Materials provided Start Marker

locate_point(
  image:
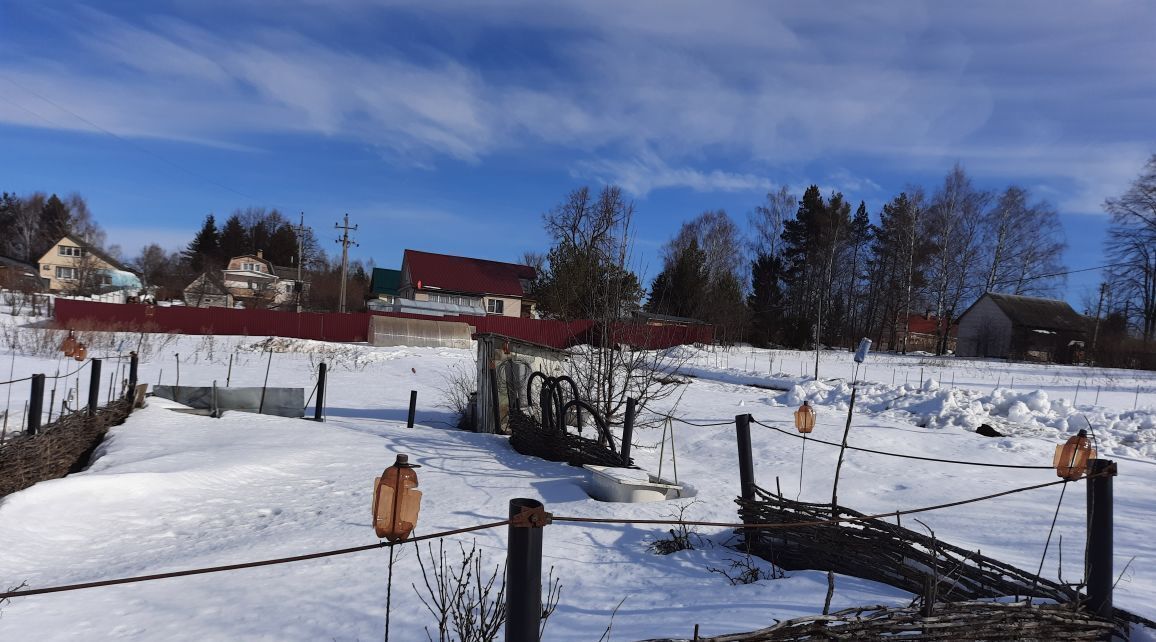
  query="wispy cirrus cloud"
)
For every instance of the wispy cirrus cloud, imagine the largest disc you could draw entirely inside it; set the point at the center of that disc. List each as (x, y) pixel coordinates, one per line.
(645, 98)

Materials provided End Marker

### [Directions for this task]
Each line of the data above is to be output exactly; the pictures are not to appear.

### [Solution to this problem]
locate_point(
  image:
  query="wispy cirrus cloud"
)
For every instance of the wispy cirrus cloud, imagine the largest disc you could draw entirely inside it; set the point at the center of that disc. List each as (x, y) pixel coordinates, one per line.
(645, 98)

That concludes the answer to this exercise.